* _Tasks and exercises_
1. In the excerpt about tech leaders and AI regulation, what does the White House's voluntary pledge say companies will disclose?
2. Extend the article on tech companies and AI regulation, starting right after its final sentence.

━━ Excerpt provided ━━

Also in attendance at the meeting were former Microsoft chief Bill Gates, Meta founder and CEO Mark Zuckerberg, Alphabet CEO Sundar Pichai, and more.

In his prepared remarks for the meeting, Zuckerberg stressed the importance of the tech industry and government working together to find ways to leverage AI to maximize benefits and minimize risks.

“New technology often brings new challenges, and it’s on companies to make sure we build and deploy products responsibly,” he explained, according to the Independent. “This is an emerging technology, there are important equities to balance here, and the government is ultimately responsible for that.”

Tech giants have been engaged in developing how the government might do that, both with the recent meeting and by signing the White House’s voluntary pledge to do more testing, reporting, and research on potential AI risks. The pledge also involves disclosing when AI has developed content and allowing the public to report problems with AI systems.

━━━
━━ Recorded information ━━

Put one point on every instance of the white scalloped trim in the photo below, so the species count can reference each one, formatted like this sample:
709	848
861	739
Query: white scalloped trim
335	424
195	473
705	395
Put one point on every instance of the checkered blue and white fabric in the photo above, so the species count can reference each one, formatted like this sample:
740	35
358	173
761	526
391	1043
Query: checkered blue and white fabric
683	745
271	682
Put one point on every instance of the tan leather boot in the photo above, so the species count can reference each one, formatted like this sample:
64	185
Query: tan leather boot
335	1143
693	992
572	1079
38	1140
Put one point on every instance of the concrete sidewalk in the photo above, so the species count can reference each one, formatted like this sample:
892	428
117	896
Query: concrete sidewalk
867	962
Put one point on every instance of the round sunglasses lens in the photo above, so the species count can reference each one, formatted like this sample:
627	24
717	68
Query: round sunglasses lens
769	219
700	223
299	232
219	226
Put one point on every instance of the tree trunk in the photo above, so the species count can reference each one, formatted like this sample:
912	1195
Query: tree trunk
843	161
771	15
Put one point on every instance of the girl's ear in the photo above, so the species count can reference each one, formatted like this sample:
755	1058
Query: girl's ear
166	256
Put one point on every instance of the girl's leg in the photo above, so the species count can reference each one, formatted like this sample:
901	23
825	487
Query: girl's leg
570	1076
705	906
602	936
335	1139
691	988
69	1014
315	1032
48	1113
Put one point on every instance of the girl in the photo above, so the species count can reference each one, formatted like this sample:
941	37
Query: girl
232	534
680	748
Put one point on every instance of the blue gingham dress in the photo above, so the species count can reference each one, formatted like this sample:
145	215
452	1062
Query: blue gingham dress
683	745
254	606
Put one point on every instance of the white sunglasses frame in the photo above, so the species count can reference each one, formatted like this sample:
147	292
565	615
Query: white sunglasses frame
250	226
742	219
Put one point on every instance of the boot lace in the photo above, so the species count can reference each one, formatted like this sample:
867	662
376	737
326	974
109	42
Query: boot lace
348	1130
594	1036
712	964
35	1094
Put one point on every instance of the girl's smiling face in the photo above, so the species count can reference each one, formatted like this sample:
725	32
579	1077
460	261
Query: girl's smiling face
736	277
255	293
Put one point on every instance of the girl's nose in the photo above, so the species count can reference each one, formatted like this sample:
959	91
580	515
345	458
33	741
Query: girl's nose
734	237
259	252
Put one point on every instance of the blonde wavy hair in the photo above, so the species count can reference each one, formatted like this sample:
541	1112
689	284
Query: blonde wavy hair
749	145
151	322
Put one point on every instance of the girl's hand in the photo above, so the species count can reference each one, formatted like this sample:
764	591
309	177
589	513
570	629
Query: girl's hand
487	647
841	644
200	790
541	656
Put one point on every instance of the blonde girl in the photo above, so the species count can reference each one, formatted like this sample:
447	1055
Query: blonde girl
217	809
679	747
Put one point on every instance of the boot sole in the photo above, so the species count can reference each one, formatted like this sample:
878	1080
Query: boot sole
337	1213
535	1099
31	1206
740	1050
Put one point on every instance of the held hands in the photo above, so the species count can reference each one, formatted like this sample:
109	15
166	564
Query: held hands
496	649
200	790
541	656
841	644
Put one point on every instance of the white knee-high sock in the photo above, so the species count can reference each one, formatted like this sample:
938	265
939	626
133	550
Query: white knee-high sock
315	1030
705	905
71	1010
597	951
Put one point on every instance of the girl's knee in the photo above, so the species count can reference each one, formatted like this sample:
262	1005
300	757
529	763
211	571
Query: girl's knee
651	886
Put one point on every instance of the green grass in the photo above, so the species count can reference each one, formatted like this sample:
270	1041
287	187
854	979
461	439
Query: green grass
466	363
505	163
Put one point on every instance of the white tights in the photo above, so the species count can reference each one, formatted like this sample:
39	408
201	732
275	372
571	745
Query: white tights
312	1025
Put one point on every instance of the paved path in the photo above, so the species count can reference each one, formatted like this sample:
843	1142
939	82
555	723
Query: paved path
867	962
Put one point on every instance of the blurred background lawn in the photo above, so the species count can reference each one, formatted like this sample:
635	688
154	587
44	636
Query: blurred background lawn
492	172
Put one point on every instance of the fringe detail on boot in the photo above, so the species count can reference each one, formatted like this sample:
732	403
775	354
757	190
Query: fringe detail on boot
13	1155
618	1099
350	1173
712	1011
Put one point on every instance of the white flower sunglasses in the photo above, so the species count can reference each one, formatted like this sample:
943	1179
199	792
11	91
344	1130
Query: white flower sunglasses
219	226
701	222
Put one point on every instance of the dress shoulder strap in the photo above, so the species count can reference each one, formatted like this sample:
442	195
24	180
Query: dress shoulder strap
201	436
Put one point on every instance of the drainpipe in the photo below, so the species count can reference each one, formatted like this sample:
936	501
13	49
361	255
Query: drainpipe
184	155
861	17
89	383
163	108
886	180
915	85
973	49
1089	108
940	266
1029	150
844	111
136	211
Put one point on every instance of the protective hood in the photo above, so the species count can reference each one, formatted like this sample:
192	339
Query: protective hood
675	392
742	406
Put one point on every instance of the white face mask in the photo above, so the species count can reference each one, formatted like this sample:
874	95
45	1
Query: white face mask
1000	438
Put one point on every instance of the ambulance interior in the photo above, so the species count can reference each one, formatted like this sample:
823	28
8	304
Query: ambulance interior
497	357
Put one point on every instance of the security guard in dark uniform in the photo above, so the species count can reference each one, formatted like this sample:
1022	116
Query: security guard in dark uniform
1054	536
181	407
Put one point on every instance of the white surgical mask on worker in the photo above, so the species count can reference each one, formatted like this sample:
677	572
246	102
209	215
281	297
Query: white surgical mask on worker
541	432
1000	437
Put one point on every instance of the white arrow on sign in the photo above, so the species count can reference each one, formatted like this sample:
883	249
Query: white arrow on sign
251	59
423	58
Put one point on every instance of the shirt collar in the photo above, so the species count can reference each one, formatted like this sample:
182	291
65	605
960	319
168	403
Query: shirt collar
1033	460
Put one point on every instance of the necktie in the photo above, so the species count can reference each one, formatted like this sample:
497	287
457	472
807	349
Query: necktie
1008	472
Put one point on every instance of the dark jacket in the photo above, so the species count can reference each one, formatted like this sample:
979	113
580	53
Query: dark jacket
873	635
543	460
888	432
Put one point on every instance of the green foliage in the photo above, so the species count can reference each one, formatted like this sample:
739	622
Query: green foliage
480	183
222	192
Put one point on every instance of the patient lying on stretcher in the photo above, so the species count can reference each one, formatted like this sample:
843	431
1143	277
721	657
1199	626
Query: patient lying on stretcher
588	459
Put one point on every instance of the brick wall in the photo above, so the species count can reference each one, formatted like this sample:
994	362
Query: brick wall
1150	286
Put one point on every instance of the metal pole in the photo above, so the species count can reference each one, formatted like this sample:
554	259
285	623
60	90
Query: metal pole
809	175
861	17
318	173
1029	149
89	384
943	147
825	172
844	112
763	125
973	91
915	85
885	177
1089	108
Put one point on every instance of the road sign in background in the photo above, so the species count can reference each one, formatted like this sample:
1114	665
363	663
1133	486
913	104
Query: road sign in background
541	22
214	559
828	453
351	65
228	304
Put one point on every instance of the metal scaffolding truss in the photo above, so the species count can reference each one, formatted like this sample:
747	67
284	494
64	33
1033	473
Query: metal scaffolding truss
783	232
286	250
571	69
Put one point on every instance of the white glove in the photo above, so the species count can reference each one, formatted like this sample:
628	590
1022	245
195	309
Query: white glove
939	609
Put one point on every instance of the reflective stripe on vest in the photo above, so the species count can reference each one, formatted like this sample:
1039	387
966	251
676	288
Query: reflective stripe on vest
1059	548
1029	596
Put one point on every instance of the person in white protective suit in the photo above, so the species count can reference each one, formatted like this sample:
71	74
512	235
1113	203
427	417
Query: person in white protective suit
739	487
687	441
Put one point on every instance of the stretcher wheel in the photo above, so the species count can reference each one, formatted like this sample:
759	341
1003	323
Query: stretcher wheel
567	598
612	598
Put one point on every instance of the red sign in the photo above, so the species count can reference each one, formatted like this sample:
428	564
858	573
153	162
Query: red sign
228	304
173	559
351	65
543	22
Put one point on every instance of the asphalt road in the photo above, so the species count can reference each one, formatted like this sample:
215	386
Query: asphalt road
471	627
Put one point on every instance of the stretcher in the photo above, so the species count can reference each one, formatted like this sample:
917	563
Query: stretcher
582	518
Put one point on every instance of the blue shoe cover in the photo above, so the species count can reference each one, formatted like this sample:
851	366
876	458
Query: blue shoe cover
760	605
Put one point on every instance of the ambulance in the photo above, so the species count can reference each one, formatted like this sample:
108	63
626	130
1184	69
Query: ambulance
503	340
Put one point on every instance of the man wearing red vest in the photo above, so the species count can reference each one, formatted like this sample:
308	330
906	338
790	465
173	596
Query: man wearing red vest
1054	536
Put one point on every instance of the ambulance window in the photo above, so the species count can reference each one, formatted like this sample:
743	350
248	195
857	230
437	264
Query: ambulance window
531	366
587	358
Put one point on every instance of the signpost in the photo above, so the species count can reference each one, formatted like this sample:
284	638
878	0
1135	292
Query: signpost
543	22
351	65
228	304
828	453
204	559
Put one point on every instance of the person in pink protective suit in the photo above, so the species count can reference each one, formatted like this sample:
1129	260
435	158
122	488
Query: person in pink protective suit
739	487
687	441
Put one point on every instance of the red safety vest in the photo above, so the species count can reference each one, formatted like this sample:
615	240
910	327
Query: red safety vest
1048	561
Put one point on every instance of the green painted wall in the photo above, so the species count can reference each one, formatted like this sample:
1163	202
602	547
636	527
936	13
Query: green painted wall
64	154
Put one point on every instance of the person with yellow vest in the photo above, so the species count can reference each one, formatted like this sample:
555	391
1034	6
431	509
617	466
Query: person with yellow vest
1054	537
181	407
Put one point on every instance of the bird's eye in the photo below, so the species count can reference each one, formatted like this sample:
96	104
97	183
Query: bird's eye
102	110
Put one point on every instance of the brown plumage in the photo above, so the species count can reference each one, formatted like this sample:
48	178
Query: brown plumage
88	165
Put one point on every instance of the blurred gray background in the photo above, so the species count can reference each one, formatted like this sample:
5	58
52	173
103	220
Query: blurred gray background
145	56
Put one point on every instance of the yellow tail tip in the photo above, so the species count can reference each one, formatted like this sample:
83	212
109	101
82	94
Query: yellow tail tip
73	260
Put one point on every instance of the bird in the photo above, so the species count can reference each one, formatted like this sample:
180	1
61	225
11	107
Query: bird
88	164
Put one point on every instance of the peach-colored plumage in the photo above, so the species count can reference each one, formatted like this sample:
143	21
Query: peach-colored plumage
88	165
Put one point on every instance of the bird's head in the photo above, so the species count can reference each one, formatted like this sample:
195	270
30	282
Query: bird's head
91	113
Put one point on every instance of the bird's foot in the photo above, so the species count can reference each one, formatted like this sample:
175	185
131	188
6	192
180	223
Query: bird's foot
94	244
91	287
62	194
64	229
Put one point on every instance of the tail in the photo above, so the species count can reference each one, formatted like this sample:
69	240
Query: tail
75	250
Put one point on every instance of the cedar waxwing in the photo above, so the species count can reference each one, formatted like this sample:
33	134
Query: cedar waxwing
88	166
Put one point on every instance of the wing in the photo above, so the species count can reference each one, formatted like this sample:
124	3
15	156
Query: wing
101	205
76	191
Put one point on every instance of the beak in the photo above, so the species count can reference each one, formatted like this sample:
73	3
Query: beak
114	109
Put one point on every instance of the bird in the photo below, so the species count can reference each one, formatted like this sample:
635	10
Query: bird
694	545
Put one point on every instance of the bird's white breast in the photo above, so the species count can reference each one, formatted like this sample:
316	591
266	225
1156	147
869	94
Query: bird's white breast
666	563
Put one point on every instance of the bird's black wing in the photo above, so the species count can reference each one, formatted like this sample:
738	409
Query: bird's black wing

━━━

* _Results for each task_
1. When AI has developed content.

2.
So far, Google, Microsoft, Meta, Amazon, OpenAI, Anthropic, Inflection, Adobe, Cohere, IBM, Nvidia, Palantir, Salesforce, Scale AI, and Stability have signed the commitment, according to NPR.

More AI forums to brainstorm legislative action are on the horizon. The latest forum organized by Senate Majority Leader Chuck Schumer (D-NY) and Sens. Mike Rounds (R-SD), Todd Young (R-IN), and Martin Heinrich (D-NM) was said to have yielded positive results.

“We got some consensus on some things. … I asked everyone in the room, does government need to play a role in regulating AI, and every single person raised their hand, even though they had diverse views,” Schumer told reporters, according to NBC News. “So that gives us a message here that we have to try to act, as difficult as the process might be.”